++++ Extracted information
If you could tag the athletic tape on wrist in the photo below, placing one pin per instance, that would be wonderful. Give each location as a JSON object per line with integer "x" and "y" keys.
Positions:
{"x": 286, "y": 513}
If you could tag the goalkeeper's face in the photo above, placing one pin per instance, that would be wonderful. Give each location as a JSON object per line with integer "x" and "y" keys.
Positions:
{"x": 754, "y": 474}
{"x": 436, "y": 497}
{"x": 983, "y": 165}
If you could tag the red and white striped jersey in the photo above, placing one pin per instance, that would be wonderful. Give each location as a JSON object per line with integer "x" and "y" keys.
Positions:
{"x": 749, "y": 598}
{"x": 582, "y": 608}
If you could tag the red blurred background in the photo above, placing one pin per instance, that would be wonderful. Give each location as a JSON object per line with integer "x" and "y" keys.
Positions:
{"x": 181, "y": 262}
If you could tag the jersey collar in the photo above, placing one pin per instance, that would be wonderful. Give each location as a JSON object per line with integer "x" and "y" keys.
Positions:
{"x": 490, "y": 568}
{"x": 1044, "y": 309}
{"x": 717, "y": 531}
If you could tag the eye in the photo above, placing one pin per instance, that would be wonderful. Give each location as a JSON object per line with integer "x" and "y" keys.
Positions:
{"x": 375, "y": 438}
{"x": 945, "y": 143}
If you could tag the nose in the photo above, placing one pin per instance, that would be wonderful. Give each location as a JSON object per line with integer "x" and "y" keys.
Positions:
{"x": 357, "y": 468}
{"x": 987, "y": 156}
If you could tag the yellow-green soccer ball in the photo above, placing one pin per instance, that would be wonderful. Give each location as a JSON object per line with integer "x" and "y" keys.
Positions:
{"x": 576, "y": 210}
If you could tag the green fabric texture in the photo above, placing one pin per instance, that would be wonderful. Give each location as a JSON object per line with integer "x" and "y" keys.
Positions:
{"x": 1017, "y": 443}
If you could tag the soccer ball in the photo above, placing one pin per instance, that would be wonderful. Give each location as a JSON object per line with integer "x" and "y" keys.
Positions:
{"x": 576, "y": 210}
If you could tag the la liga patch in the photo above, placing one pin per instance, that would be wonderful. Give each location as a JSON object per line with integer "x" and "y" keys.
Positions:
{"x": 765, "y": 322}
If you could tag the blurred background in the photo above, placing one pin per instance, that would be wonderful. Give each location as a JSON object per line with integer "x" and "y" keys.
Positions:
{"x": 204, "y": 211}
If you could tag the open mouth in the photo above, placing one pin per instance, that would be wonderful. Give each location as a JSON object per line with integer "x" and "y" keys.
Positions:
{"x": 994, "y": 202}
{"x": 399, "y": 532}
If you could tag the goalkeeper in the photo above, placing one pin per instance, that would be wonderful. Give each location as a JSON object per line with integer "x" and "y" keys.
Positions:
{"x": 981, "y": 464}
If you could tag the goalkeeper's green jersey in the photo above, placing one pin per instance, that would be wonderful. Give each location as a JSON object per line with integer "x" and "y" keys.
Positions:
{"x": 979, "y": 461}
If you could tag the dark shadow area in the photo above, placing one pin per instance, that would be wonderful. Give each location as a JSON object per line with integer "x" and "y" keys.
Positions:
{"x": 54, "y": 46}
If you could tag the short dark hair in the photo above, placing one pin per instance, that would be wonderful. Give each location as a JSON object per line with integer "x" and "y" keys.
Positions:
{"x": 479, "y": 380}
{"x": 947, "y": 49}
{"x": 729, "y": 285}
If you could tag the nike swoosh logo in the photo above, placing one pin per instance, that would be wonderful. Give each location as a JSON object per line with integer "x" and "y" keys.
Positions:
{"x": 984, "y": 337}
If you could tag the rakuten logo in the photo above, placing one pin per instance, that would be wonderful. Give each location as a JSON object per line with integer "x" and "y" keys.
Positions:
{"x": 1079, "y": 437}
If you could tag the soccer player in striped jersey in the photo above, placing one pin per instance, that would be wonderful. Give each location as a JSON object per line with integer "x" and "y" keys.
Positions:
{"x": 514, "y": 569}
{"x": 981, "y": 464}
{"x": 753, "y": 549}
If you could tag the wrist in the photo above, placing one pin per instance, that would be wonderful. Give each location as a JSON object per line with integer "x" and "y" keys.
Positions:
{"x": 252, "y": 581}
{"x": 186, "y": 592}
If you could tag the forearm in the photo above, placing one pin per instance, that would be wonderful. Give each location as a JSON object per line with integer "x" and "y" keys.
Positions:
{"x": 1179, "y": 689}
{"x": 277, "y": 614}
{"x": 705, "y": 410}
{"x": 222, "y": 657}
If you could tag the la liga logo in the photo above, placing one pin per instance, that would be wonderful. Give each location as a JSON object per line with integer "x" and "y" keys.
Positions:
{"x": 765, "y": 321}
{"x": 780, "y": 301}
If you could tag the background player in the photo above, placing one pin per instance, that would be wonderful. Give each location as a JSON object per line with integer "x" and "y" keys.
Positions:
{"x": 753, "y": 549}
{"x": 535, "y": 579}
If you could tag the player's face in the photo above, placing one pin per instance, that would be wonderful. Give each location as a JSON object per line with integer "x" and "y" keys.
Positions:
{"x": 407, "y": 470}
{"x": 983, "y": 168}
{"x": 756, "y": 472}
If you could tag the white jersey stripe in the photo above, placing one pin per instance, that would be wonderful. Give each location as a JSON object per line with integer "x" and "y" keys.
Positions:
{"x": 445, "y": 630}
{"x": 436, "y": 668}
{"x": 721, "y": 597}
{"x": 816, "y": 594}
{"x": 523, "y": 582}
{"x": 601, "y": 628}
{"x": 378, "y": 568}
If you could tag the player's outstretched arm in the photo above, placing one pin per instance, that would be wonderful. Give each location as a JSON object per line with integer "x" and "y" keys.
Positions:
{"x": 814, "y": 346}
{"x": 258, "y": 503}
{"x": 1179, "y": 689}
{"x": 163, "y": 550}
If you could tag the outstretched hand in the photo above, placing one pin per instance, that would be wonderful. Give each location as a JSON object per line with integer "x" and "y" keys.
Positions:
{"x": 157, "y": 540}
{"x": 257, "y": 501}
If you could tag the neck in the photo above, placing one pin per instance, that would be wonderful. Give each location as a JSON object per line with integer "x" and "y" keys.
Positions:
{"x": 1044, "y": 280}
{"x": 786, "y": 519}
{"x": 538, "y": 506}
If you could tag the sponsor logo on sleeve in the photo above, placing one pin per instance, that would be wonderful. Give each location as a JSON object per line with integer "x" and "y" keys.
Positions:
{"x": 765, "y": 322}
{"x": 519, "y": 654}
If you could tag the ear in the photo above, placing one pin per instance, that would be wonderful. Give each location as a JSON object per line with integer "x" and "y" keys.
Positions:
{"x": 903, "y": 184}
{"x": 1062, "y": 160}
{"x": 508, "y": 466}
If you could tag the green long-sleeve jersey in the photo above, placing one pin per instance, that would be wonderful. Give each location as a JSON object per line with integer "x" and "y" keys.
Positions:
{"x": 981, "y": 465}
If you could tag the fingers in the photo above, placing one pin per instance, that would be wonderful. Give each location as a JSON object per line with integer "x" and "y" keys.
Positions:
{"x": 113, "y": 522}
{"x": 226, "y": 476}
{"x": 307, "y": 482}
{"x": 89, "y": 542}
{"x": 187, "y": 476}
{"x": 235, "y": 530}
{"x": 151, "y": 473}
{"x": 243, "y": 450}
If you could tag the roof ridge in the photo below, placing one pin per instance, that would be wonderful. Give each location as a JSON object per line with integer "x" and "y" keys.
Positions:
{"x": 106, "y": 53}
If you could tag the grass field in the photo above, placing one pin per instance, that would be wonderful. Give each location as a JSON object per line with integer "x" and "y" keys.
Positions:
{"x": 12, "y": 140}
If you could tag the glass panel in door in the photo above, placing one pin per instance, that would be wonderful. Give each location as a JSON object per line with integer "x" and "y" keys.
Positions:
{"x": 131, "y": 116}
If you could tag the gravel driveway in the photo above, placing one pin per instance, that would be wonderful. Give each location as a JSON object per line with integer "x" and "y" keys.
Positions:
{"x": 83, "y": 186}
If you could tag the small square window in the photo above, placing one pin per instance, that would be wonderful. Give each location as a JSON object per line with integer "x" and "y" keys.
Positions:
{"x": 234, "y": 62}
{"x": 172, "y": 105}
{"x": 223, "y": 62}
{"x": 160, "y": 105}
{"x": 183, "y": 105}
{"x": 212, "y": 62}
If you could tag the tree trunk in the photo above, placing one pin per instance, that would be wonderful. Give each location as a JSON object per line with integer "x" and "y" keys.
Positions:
++++++++
**Task statement:** Rewrite the lines of the listing from the one that contains "If you could tag the small" through the end of the listing, changing "Positions" to "Locations" and keeping everything else the same. Give back only those lines.

**Task answer:**
If you could tag the small square window in the photo above, placing one pin per instance, that would be wonderful. Give each location as a JSON object per line with integer "x" and "y" keys.
Locations:
{"x": 234, "y": 62}
{"x": 172, "y": 105}
{"x": 223, "y": 62}
{"x": 160, "y": 105}
{"x": 183, "y": 105}
{"x": 212, "y": 62}
If you could tag the tree trunk in the photo above, placing one pin per instance, that would be wonderful. Give each location as a JSON object per line with integer "x" and "y" keys.
Locations:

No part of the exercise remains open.